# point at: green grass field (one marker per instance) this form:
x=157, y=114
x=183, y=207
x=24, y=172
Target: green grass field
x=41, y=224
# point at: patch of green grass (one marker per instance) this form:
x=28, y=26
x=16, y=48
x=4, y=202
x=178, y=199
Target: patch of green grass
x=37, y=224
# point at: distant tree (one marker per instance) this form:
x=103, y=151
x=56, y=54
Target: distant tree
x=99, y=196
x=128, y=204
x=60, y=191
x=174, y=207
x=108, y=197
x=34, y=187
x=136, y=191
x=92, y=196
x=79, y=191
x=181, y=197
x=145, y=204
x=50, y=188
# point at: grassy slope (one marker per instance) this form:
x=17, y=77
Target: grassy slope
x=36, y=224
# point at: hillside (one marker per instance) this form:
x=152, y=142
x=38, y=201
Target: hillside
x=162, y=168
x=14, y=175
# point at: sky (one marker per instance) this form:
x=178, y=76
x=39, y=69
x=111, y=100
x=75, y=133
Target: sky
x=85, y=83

§

■ Action item ■
All lines of the data above that include the word "point" must be shown.

■ Result below ■
# point at: green grass field (one marker per instance) this form:
# point at: patch of green grass (one marker per instance) this form:
# point at: distant tree (one marker per instance) this form:
# point at: grassy slope (one marker per instance) this form:
# point at: hillside (one marker per instance) this form:
# point at: sky (one marker per instance) this form:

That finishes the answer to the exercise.